§ WHAT YOU ARE ASKED TO DO: Pull out each line of the data that includes the word "grilled".

*** Opening LISTED ENTRIES ***

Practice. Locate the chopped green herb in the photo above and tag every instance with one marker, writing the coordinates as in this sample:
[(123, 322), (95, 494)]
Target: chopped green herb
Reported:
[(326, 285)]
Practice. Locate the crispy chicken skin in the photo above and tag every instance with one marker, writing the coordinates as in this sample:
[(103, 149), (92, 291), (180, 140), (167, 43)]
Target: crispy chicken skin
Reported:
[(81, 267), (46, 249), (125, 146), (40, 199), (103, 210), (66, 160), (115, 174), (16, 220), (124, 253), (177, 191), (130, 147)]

*** Closing LISTED ENTRIES ***
*** Opening LISTED ENTRIES ***

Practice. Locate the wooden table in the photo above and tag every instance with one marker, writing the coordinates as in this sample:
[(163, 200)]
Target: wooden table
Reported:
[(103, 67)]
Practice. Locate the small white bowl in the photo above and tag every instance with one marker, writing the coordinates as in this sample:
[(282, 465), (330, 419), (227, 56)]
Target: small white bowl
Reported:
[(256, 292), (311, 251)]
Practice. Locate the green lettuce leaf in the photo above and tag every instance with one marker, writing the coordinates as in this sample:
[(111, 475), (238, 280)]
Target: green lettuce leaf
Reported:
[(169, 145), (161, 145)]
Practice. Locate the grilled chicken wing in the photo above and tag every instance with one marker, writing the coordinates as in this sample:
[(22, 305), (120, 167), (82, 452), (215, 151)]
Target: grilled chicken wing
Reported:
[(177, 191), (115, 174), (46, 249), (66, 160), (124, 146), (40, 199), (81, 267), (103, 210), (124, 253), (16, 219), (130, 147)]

*** Closing LISTED ENTRIES ***

§ RESULT:
Practice. Locate the grilled chicken wing in the photo above and tag every instance with one marker, writing the coordinates as in this sample:
Target: grilled chicken wing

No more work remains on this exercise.